**What needs to be done:** Return all of the entries exactly as written.

**Dataset records:**
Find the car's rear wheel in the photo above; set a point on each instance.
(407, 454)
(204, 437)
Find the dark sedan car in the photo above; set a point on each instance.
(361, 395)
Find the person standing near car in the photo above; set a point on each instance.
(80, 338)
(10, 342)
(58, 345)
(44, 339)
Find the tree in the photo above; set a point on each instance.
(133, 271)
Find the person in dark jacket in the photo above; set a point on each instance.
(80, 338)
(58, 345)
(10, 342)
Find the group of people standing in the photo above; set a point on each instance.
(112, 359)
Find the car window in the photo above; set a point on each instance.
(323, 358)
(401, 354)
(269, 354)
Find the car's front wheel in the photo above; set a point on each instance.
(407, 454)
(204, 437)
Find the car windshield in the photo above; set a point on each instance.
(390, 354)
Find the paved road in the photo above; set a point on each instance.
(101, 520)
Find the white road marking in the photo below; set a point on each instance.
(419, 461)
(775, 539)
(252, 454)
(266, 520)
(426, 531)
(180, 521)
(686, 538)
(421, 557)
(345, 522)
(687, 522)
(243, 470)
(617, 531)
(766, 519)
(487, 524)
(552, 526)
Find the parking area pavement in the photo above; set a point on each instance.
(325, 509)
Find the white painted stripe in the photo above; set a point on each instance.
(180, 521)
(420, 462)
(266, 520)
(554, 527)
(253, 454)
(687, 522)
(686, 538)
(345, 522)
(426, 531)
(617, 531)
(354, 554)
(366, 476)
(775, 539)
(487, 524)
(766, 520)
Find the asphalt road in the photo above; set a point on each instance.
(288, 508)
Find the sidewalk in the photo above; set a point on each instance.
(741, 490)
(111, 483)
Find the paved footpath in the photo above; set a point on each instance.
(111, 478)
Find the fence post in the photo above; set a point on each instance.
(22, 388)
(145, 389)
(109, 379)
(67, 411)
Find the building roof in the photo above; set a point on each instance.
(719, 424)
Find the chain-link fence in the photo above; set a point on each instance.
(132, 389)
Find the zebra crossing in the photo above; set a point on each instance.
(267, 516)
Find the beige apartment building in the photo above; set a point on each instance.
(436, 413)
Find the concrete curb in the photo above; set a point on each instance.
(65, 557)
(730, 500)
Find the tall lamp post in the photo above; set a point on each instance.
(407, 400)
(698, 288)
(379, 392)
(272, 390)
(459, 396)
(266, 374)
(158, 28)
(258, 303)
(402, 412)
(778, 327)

**Solution below:**
Find the car's rear wheel in the photo above; set a point on each instance.
(407, 454)
(204, 437)
Find the dark sedan car in the photo above; set a point on each instance.
(361, 395)
Find the person standing near car in the photo above; set a point on each instance.
(80, 338)
(10, 342)
(58, 345)
(44, 339)
Find the tree in the photo above; set a point on each instance.
(133, 271)
Find the person in dark jacket in the photo above; set a point on each instance.
(80, 338)
(58, 345)
(10, 342)
Find the group of people standing in the photo above; set a point on each instance.
(112, 359)
Find the car window in the photo above; set a point on each instance.
(323, 358)
(401, 354)
(269, 354)
Find the car's front wheel in the photo above; set a point on each instance.
(407, 454)
(204, 437)
Find the car windshield in the photo above; set a point on each instance.
(390, 354)
Find the paved road in the photo above; set a point on each instance.
(101, 520)
Find the white road marking in the photo below; set a point on each instance.
(419, 461)
(775, 539)
(252, 454)
(266, 520)
(426, 531)
(180, 521)
(686, 538)
(421, 557)
(345, 522)
(687, 522)
(243, 470)
(617, 531)
(766, 519)
(487, 524)
(552, 526)
Find the parking area pavement in the photo above; set a point on each instance.
(325, 509)
Find the white painted stripe in the photo above; set a point on each instance.
(180, 521)
(420, 462)
(266, 520)
(554, 527)
(253, 454)
(687, 522)
(686, 538)
(345, 522)
(426, 531)
(617, 531)
(354, 554)
(366, 476)
(775, 539)
(487, 524)
(766, 520)
Find the asphalt road in the photo above; set a point on each instance.
(288, 508)
Find the sidewalk in the photo above; set a point on each instance.
(741, 490)
(111, 483)
Find the paved footpath in the photo above; set a point on each instance.
(111, 478)
Find the fence post in the photo above; set a point on each instance.
(22, 388)
(145, 389)
(109, 379)
(67, 411)
Find the building roof in the photo above; set a point on each instance.
(719, 424)
Find the chain-link fence in the photo above; set a point on each instance.
(132, 389)
Find the zebra crossing in the photo above; set a point on each instance.
(267, 516)
Find the beige apartment building in the photo above; set a point on each instance.
(436, 413)
Find the concrete curb in the photo above; set a point on each instance.
(65, 557)
(730, 500)
Find the tall lamp post in the photo above; set a point on each instance.
(407, 400)
(698, 288)
(379, 392)
(272, 390)
(459, 396)
(266, 374)
(158, 28)
(258, 303)
(402, 412)
(778, 327)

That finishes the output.